**Istruzioni del compito:** Riporta parola per parola il passo della recensione su Millenium che va da "Ancora Millenium. Puro" fino a "sua (unica) opera." compreso.

**Testo di riferimento:**
==========
David Fincher: Millenium-Uomini Che Odiano Le Donne

DAVID FINCHER

Millenium: Uomini Che Odiano Le Donne

(“The Girl With The Dragon Tatoo”, USA/UK/Ger/Svezia 2011, 158 min., col., thriller)

Ancora Millenium. Puro e semplice interesse a cavalcare, finchè si può, il fenomeno letterario del decennio? Forse sì. Uomini che odiano le donne è il remake americano tratto dal primo libro della serie Millenium di Stieg Larsson. Da quando la bomba è scoppiata (4 o 5 anni fa), con 27 milioni di copie vendute in oltre 40 paesi, sono spuntati giallisti svedesi come funghi; ed è un’ironia che lo spettacolare successo di Larsson sia arrivato puntualmente dopo l’infarto che lo ha stroncato nel 2004. Chissà se avrebbe apprezzato i molti imitatori letterari, cosiddetti rappresentanti del nuovo noir, fatto di pixel e connessioni a banda larga, o le ben due trasposizioni cinematografiche ispirate alla sua (unica) opera.

Io (ebbene sì lo ammetto) sono uno dei pochi a non avere letto la sua trilogia, e ho scoperto Millenium solo guardando l’originale versione svedese. La trama ormai la conoscono in molti. Michael Blomkvist, giornalista d’inchiesta della rivista Millenium, dopo essere stato incastrato da un famoso magnate e condannato per diffamazione, viene ingaggiato dall’industriale Vanger per venire a capo della scomparsa della nipote Hariett, avvenuta anni prima. Ad aiutarlo ci sarà Lisbeth, una tosta ragazza hacker che ce l’ha col mondo intero (e con ottimi motivi).
==========
**Raccolta delle voci:**
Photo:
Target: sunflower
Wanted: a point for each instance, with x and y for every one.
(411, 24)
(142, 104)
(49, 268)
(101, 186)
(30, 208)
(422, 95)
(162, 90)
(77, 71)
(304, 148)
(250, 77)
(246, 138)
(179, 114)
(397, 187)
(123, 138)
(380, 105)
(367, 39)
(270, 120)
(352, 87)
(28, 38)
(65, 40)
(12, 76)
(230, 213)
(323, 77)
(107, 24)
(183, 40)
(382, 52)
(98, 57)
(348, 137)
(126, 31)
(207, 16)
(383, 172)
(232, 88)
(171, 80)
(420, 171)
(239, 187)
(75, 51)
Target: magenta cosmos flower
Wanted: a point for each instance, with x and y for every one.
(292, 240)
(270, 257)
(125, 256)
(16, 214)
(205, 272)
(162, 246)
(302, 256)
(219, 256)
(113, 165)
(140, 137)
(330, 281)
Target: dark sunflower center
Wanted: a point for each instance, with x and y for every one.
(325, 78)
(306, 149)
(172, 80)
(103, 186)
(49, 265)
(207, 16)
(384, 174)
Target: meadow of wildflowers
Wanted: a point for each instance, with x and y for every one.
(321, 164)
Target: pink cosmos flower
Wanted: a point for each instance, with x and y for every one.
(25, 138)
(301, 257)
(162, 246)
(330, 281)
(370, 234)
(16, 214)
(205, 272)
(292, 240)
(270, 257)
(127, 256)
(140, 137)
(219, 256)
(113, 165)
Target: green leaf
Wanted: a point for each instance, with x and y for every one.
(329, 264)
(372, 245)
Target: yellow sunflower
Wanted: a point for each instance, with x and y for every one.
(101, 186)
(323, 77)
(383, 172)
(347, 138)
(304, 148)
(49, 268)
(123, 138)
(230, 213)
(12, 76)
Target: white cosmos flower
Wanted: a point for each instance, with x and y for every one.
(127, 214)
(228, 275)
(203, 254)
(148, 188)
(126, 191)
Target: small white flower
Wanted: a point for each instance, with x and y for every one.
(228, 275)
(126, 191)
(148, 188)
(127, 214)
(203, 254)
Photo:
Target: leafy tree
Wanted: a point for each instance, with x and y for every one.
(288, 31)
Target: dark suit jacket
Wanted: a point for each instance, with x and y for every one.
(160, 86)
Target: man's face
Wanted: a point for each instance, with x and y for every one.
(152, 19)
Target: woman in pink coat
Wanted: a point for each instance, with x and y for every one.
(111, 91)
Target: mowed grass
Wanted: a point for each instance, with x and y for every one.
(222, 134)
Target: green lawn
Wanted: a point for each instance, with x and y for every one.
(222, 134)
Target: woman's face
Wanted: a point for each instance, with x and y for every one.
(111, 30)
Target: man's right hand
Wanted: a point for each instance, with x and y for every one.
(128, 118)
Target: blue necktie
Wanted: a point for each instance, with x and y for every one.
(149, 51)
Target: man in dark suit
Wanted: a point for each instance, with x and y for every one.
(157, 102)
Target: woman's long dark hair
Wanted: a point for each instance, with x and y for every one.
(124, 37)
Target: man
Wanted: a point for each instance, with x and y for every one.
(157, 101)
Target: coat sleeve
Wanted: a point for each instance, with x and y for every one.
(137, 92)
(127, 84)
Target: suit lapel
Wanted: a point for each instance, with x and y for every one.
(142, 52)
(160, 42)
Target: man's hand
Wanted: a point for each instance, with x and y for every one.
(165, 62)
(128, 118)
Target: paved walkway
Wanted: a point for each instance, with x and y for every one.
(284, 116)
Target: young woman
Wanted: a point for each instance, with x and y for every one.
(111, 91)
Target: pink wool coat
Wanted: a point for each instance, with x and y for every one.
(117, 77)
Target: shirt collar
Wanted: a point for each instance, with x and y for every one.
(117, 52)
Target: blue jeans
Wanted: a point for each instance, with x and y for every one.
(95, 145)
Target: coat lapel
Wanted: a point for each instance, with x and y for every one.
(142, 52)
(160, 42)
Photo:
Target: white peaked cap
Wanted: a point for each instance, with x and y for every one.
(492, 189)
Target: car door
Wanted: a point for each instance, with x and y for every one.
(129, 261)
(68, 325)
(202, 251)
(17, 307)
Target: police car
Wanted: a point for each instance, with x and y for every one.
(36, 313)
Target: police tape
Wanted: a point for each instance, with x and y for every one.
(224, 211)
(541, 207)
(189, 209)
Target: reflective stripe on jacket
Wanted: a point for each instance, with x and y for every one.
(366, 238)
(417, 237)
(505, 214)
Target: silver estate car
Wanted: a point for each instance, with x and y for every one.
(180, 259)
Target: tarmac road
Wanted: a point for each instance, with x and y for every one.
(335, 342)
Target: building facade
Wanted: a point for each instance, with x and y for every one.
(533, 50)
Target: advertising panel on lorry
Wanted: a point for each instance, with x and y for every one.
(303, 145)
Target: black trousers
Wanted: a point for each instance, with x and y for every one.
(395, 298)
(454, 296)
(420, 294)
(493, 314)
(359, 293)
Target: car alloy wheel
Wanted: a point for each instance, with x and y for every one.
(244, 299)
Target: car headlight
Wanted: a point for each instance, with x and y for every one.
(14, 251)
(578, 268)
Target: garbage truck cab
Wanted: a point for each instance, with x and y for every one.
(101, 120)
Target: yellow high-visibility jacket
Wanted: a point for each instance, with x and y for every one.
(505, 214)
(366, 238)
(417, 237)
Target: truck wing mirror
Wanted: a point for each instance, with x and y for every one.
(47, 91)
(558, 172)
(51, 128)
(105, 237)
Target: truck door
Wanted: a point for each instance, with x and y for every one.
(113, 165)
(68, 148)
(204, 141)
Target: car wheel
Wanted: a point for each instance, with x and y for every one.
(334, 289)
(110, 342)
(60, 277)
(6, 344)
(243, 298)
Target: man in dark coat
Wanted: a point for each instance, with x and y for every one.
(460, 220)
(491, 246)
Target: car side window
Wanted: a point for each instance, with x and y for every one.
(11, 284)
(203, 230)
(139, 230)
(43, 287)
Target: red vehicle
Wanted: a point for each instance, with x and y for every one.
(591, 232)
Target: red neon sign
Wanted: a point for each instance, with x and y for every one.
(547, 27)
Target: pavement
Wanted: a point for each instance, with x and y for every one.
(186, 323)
==========
**Risposta completa:**
Ancora Millenium. Puro e semplice interesse a cavalcare, finchè si può, il fenomeno letterario del decennio? Forse sì. Uomini che odiano le donne è il remake americano tratto dal primo libro della serie Millenium di Stieg Larsson. Da quando la bomba è scoppiata (4 o 5 anni fa), con 27 milioni di copie vendute in oltre 40 paesi, sono spuntati giallisti svedesi come funghi; ed è un’ironia che lo spettacolare successo di Larsson sia arrivato puntualmente dopo l’infarto che lo ha stroncato nel 2004. Chissà se avrebbe apprezzato i molti imitatori letterari, cosiddetti rappresentanti del nuovo noir, fatto di pixel e connessioni a banda larga, o le ben due trasposizioni cinematografiche ispirate alla sua (unica) opera.